THE DATA
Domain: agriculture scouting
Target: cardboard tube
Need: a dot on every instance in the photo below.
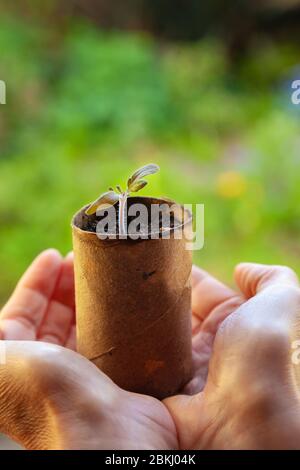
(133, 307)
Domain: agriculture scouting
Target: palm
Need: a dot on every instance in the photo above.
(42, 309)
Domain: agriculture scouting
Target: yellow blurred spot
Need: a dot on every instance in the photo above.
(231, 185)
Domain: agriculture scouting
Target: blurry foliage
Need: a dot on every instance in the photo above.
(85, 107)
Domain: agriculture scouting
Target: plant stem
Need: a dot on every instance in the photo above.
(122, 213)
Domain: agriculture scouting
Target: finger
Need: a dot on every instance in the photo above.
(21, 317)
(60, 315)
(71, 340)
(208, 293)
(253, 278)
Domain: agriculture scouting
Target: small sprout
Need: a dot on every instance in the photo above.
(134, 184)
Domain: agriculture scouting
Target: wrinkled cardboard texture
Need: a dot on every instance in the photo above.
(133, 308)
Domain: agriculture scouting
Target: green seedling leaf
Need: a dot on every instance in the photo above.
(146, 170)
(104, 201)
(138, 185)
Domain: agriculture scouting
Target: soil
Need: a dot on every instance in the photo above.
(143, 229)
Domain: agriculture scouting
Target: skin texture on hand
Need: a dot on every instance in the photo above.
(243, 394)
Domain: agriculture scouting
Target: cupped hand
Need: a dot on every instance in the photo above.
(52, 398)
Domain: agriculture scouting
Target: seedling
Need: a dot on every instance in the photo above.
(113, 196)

EXERCISE OBJECTIVE
Reproduce all the entries that precede this task, word for word, minus any pictures.

PROBLEM SOLUTION
Domain: agriculture scouting
Target: cardboard tube
Need: a dot on every instance in the photo below.
(133, 307)
Domain: agriculture scouting
Target: palm
Need: a dot on every instance in the photo above.
(42, 309)
Domain: agriculture scouting
Target: yellow blurred spot
Need: a dot on every instance in the photo above.
(231, 185)
Domain: agriculture scouting
Target: blurry foliage
Need: a dot on every instance in the photo above.
(85, 107)
Domain: agriculture scouting
Target: plant stem
Need: a dot on every instance in the photo above.
(122, 213)
Domain: agriculture scouting
Target: finger
Need: a dot on every instance in the photo above.
(21, 317)
(60, 315)
(71, 340)
(208, 293)
(253, 278)
Domain: agriculture scouting
Target: small sprout
Need: a dot on every instance in the photo above.
(134, 184)
Domain: agriculture scouting
Target: wrinkled cardboard texture
Need: a dot on every instance in the photo above.
(133, 308)
Domain: agriculture scouting
Target: green seedling leaf
Need: a dot on every instance in the photo above.
(146, 170)
(104, 201)
(138, 185)
Domain: agriculture scouting
Target: soil
Need: a dot on every instance in the photo above.
(143, 229)
Domain: agriculture scouting
Target: skin texture on hand
Need: a dot on every instance in the photo above.
(243, 394)
Domain: agriculture scouting
Target: cupped hand
Need: a dot on every instance in the photo above.
(52, 398)
Domain: agriculture scouting
Target: seedling
Need: a dot on every instance in the photo above.
(113, 196)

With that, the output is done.